■ **Data excerpts**:
—————
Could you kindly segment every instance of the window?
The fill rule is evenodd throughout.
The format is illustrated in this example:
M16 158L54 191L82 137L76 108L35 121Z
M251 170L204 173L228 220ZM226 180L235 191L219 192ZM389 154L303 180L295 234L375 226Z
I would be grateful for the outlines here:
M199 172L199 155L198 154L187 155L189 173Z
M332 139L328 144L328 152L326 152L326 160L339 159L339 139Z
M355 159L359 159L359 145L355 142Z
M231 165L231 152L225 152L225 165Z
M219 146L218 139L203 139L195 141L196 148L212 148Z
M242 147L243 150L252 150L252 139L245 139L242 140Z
—————
Rewrite the data above, replacing "window" with "door" and keeping every other line unchanged.

■ **Result of the task**:
Could you kindly segment every instance of the door?
The fill rule is evenodd throughout.
The format is illustrated in this example:
M16 158L54 191L82 137L76 108L35 121Z
M251 170L204 173L228 220ZM226 180L235 191L219 192ZM389 154L303 180L295 234L375 226Z
I would be grateful for the outlines here:
M199 172L199 155L198 154L187 155L189 173Z
M332 139L328 144L328 152L326 152L326 160L339 159L339 139Z
M355 159L359 159L359 145L355 142Z
M231 165L231 152L225 152L225 165Z
M219 146L218 139L203 139L195 141L196 148L212 148Z
M242 147L243 150L252 150L252 139L245 139L242 140Z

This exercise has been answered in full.